◆ **PROBLEM DETAILS**
If a line in the entries contains the word "lamp", list it.

◆ **Region pointing data**
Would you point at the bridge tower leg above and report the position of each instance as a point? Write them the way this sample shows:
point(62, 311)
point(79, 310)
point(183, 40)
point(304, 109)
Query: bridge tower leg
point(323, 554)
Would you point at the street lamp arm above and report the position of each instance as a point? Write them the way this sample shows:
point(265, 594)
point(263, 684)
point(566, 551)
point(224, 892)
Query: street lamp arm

==

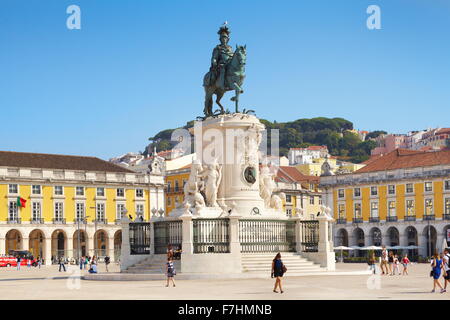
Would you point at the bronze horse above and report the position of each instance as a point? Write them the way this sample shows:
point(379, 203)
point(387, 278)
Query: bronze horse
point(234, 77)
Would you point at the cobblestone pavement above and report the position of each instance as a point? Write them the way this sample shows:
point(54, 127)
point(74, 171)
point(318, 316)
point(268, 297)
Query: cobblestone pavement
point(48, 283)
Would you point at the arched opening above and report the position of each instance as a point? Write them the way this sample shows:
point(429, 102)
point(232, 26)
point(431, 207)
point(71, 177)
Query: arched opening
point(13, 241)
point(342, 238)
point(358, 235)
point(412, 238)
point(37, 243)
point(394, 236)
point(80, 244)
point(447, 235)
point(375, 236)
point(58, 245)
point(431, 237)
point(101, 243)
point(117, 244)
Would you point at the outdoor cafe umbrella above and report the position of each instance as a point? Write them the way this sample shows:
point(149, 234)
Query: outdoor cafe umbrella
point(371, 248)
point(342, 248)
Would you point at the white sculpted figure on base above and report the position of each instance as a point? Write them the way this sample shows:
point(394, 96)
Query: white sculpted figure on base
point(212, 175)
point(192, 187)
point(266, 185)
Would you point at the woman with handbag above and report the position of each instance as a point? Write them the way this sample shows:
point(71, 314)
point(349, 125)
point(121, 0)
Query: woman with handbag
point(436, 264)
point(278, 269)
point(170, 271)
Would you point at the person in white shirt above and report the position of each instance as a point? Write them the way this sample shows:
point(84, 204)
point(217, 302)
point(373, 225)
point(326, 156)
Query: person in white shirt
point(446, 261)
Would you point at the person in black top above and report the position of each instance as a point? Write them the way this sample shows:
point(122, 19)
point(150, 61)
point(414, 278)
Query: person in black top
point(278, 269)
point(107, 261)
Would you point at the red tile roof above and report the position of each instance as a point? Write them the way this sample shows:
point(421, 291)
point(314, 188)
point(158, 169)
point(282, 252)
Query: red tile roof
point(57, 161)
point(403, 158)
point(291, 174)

◆ **SOLUTION FOR THIS PROBLEM**
Would you point at the street lamp arm above and report the position of each instance as a point? Write them the way this sample shows:
Query: street lamp arm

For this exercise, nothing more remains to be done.